_Exercise prompt_. Transcribe the listing below line for line, reproducing every character without alteration.

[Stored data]
**********
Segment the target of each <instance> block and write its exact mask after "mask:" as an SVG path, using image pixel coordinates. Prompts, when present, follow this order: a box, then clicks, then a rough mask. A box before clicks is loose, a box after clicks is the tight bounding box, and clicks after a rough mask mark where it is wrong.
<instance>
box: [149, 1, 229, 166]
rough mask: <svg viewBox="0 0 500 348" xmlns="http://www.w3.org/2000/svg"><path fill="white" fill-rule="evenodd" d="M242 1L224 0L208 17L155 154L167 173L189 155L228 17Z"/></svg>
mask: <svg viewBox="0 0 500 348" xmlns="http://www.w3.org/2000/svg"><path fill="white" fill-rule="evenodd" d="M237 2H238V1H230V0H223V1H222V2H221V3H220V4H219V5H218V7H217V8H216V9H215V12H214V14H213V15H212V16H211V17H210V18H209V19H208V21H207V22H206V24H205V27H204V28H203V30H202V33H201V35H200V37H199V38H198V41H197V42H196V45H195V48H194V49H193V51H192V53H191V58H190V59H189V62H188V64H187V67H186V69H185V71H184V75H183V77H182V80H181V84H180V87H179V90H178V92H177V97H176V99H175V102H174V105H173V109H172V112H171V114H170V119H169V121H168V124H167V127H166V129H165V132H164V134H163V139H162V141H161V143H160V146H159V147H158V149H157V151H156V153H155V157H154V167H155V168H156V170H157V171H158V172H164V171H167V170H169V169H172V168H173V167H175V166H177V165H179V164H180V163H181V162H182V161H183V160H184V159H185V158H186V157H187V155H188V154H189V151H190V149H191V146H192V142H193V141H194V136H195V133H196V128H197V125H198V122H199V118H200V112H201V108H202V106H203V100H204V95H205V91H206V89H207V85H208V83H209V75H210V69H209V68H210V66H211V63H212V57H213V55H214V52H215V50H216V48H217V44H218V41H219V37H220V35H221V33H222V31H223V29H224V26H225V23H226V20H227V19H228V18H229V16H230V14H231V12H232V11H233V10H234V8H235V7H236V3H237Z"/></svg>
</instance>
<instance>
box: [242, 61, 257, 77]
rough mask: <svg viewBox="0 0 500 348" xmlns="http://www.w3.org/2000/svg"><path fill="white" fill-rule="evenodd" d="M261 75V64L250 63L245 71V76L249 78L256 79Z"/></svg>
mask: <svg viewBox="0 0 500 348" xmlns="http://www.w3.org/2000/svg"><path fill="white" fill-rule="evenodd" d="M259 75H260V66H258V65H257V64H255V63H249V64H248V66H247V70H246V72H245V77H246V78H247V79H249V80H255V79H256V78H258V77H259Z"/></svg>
**********
_Exercise output_.
Segment the target of each <instance> block and write its exact mask after "mask:" as an SVG path, using image pixel coordinates. Prompts, when present, follow this order: a box, then clicks, then a rough mask. A box before clicks is loose, a box after clicks is the tight bounding box, and clicks after a rough mask mark where it is wrong.
<instance>
box: [149, 1, 229, 166]
rough mask: <svg viewBox="0 0 500 348" xmlns="http://www.w3.org/2000/svg"><path fill="white" fill-rule="evenodd" d="M242 1L224 0L208 17L155 154L167 173L189 155L228 17Z"/></svg>
mask: <svg viewBox="0 0 500 348" xmlns="http://www.w3.org/2000/svg"><path fill="white" fill-rule="evenodd" d="M237 2H238V1H230V0H223V1H222V2H221V3H220V4H219V5H218V7H217V8H216V9H215V12H214V14H213V15H212V16H211V17H210V18H209V19H208V21H207V22H206V24H205V27H204V28H203V30H202V33H201V35H200V37H199V38H198V41H197V42H196V45H195V48H194V49H193V51H192V53H191V58H190V59H189V62H188V64H187V67H186V69H185V71H184V75H183V77H182V80H181V84H180V87H179V90H178V92H177V97H176V99H175V102H174V105H173V109H172V112H171V114H170V119H169V121H168V124H167V127H166V129H165V132H164V134H163V139H162V141H161V143H160V146H159V147H158V149H157V151H156V153H155V157H154V167H155V168H156V170H157V171H158V172H164V171H167V170H169V169H172V168H173V167H175V166H177V165H179V164H180V163H181V162H182V161H183V160H184V159H185V158H186V157H187V155H188V154H189V151H190V149H191V146H192V142H193V141H194V136H195V133H196V128H197V125H198V122H199V118H200V112H201V108H202V106H203V100H204V95H205V91H206V89H207V85H208V83H209V75H210V69H209V68H210V66H211V63H212V57H213V55H214V52H215V50H216V48H217V44H218V41H219V37H220V35H221V33H222V31H223V29H224V26H225V23H226V20H227V19H228V18H229V16H230V14H231V12H232V11H233V10H234V8H235V7H236V3H237Z"/></svg>
</instance>
<instance>
box: [242, 61, 257, 77]
rough mask: <svg viewBox="0 0 500 348" xmlns="http://www.w3.org/2000/svg"><path fill="white" fill-rule="evenodd" d="M261 75V64L250 63L245 71V76L249 78L256 79Z"/></svg>
mask: <svg viewBox="0 0 500 348" xmlns="http://www.w3.org/2000/svg"><path fill="white" fill-rule="evenodd" d="M259 75H260V66H258V65H257V64H255V63H249V64H248V66H247V70H246V72H245V77H246V78H247V79H249V80H255V79H256V78H258V77H259Z"/></svg>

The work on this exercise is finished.